## EXCERPTED TEXT:
★ ★ ★

South Africa is blessed with a massive range of indigenous trees and other flowering plants. Actually, in the very hot climate, sitting under the trees and enjoying their shade is a part of our lifestyle. Surrounded by gardens and greenery, patches of paradise emerge. And, even in the wilderness, campers always look for that handy tree to enjoy. But, did you know that some trees and plants could be dangerous to your kids?
South Africa potentially dangerous tree to avoid
More than two potentially dangerous indigenous trees occur in the country. But, of note, are the Tamboti and the Candelabra. If you ever traveled to KwaZulu, you might know the Tamboti tree. It’s found in the Ithala Game Reserve and around Pongola. In fact, you might come across it in many places along the east coast. Plus, it occurs in Kruger National Park. The scientific name is Spirostachys africana.
Tall, the trees carry diagnostically tiny leaves. But if you pull the leaves off, a fine milky latex can burn your skin. Irritating latex occurs all over the tree. In fact, in the eyes, it can cause blindness. And you certainly don’t want to put it on the campfire or start a braai with the wood. Some people experience bad reactions from just handling it! The South Africa National Biodiversity Institute explains that some people grow them in their gardens. But obviously, people with kids should be aware of the poisonous properties.
Be careful of the Candelabra
Euphorbia Ingens, known as the Candelabra is another plant that people sometimes grow in their gardens. Or, you might come across them if you travel in drier parts of the country. Drought-resistant and easy to manage, many gardeners enjoy them growing around rockeries. But, they also pose a problem for families with young kids. Plant Care Today notes that the plant has been used as a traditional medicine for centuries.
According to their website, “If ingested, the latex can pose certain health threats. It can cause skin irritation and even blindness on contact.” They also noted that people in South Africa often use them as decorative house plants, But, they also caution that the latex might pose a danger to small children and pets. Severe vomiting, localized pain, or stinging eyes could indicate a close encounter with the plant.
Green, attractive, and bringing a tropical feel to many gardens, is the Delicious Monster. But the Western Cape Government website warns they could be potentially fatal. The website explains that they “contain calcium oxalate crystals” and it’s important that small kids don’t chew on the leaves, seeds, or any parts of the plant. Initial symptoms include an “inflamed mouth, tongue and lips.”

★ ★ ★

## DATASET CONTENT:
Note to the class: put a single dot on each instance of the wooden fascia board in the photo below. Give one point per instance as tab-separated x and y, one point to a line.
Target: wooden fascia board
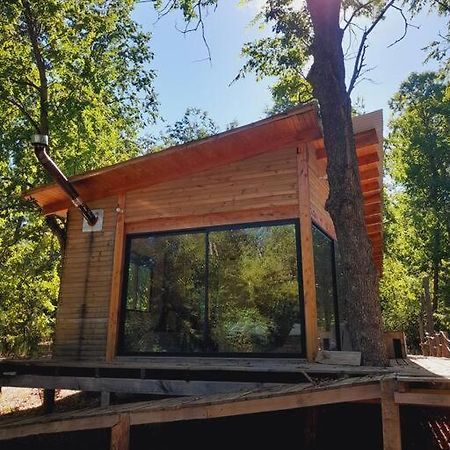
362	140
89	193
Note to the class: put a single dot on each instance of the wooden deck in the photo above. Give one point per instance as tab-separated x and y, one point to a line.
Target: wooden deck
197	376
403	390
242	386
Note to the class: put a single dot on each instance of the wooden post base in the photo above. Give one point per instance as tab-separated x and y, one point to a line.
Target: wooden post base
105	399
48	402
390	414
120	433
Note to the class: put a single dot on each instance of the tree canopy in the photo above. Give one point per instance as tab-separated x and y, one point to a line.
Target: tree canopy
78	71
418	233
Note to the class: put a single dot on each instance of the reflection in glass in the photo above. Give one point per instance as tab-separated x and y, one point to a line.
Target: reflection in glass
232	290
253	290
165	294
325	290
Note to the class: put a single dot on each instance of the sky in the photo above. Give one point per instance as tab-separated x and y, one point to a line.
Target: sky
185	78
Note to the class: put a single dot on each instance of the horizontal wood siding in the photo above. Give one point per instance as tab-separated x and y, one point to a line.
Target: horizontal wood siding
319	194
264	181
82	315
259	188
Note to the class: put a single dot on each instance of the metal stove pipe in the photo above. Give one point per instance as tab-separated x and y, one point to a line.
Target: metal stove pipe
40	144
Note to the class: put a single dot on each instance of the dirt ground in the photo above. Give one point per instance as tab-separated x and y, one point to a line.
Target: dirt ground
18	402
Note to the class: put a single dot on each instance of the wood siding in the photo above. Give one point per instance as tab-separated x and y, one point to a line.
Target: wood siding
319	194
265	181
82	315
264	187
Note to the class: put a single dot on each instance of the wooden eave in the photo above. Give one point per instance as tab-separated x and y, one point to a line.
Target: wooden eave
300	125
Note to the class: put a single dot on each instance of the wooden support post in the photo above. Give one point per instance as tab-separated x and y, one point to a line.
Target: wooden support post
390	414
116	284
48	402
120	433
307	252
105	399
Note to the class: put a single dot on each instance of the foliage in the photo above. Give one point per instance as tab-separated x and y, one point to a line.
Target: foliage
195	124
251	303
77	70
417	232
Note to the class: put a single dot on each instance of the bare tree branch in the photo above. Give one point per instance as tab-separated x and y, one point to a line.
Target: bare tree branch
356	11
406	26
361	54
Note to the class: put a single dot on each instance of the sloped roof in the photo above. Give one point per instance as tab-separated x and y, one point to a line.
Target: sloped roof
299	125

★ ★ ★

## ASSIGNMENT:
In the piece on South African trees and plants that can be dangerous to kids, what makes the Candelabra popular with many gardeners? Answer in one to three sentences.

## ANSWER FOR THIS EXERCISE:
Many gardeners enjoy the Candelabra because it is drought-resistant and easy to manage. They like to grow it around rockeries.